- Task
Below are some records; output exactly the lines from the line with "point(261, 581)" to the line with "point(233, 467)", both ends kept, and nothing more.

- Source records
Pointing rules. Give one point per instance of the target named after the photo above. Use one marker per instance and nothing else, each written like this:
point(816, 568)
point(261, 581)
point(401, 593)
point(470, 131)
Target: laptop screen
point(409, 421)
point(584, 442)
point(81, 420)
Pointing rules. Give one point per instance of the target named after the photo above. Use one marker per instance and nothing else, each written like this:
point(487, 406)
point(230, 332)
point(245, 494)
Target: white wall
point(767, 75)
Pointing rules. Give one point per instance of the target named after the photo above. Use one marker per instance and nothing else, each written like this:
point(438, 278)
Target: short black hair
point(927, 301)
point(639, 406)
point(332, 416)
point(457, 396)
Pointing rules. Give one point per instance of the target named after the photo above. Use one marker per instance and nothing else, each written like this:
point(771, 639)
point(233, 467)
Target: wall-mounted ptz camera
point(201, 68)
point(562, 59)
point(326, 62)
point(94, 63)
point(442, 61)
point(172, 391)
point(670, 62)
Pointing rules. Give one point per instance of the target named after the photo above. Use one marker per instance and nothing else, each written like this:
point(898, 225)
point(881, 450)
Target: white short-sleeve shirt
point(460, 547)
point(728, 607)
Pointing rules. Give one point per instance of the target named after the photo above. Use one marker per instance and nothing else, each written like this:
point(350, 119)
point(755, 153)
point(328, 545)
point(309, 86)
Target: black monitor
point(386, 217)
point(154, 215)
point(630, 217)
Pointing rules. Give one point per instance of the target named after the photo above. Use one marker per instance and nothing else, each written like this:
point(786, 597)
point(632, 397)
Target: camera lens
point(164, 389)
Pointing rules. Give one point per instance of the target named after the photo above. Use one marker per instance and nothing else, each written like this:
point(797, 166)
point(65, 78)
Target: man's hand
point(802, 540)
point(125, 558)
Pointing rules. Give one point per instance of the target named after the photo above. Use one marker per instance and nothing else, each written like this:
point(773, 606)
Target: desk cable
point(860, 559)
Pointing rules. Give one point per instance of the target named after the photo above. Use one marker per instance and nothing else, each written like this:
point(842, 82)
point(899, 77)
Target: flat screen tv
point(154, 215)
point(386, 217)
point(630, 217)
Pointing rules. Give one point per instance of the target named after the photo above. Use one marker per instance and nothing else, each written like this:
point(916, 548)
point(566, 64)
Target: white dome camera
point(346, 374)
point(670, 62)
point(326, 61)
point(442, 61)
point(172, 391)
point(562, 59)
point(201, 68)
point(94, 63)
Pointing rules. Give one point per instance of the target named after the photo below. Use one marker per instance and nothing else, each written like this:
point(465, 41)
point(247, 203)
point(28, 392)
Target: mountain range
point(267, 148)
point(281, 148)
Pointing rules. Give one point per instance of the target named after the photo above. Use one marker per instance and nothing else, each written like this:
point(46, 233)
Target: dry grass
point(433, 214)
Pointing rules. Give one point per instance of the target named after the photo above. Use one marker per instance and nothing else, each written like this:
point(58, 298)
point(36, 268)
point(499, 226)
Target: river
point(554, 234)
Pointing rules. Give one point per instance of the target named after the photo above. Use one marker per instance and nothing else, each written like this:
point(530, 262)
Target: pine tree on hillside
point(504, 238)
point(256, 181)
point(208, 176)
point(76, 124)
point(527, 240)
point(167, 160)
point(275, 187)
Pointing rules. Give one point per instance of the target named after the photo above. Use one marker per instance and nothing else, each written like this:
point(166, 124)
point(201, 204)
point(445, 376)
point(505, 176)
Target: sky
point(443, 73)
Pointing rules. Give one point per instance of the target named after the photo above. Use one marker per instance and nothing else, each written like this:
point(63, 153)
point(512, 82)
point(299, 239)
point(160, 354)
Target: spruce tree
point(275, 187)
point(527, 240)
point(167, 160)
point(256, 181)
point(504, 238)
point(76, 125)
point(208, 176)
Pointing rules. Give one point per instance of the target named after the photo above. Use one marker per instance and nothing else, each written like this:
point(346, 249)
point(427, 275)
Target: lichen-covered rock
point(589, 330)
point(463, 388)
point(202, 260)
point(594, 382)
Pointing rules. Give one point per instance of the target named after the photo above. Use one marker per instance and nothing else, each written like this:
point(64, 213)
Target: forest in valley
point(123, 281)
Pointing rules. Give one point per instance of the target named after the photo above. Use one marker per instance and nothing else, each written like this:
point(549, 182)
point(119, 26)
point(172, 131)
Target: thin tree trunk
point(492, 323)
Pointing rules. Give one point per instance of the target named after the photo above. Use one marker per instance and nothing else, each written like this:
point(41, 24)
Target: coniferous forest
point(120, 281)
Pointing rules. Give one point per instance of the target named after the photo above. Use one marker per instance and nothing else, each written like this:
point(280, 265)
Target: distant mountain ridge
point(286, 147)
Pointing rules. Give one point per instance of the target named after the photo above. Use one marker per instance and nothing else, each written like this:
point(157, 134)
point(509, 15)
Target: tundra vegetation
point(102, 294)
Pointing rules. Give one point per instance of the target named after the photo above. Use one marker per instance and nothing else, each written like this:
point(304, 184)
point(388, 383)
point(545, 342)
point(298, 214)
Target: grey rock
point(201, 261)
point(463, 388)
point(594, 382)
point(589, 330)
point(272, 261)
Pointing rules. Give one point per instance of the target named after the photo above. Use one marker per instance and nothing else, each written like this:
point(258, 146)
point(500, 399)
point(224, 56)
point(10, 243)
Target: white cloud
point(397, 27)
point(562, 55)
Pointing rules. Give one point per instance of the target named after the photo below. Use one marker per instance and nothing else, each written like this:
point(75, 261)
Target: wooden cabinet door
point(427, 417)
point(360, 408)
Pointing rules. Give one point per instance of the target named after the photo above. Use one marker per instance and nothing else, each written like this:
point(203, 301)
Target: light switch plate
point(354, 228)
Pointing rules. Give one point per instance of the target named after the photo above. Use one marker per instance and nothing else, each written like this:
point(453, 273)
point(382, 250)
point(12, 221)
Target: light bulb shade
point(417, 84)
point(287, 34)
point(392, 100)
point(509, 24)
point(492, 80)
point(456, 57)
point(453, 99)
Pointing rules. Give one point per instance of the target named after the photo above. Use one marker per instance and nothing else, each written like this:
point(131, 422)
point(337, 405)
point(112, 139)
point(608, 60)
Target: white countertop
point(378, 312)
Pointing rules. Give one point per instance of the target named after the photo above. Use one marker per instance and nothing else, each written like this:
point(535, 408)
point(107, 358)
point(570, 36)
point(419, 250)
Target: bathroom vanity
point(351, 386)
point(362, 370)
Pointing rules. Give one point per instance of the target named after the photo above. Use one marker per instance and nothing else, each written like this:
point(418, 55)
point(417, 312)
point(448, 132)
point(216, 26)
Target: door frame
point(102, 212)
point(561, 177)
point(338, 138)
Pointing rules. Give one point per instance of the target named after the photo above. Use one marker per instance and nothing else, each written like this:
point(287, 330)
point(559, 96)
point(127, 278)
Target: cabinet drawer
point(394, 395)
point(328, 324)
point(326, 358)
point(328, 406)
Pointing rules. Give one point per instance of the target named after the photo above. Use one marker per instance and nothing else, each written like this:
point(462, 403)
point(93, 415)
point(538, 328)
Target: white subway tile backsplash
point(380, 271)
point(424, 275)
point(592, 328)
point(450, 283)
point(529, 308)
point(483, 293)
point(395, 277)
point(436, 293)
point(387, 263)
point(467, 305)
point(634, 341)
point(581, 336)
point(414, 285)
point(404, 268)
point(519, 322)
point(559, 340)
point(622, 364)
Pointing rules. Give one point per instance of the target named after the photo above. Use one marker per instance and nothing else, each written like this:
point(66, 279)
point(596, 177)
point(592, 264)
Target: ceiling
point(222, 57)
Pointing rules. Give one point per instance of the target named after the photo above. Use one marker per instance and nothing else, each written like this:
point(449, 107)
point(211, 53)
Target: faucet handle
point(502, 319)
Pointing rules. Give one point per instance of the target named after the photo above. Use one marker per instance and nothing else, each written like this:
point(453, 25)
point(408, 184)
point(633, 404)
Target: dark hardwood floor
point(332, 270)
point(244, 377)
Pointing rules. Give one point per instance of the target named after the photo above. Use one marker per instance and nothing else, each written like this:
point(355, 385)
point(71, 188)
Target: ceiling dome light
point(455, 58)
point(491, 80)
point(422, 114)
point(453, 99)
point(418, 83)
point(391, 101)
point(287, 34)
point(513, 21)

- Response area
point(261, 581)
point(401, 593)
point(470, 131)
Target: laptop screen
point(409, 421)
point(584, 442)
point(81, 420)
Pointing rules. Give one point per instance of the target named after the photo above. Use one marker per instance and nothing else, each written like this:
point(487, 406)
point(230, 332)
point(245, 494)
Target: white wall
point(767, 75)
Pointing rules. Give one point per instance of the target named after the photo above. Use one marker per instance and nothing else, each written like this:
point(438, 278)
Target: short black hair
point(927, 301)
point(639, 406)
point(332, 416)
point(457, 396)
Pointing rules. Give one point per instance of the target named after the photo above. Use one marker per instance and nothing else, each written like this:
point(771, 639)
point(233, 467)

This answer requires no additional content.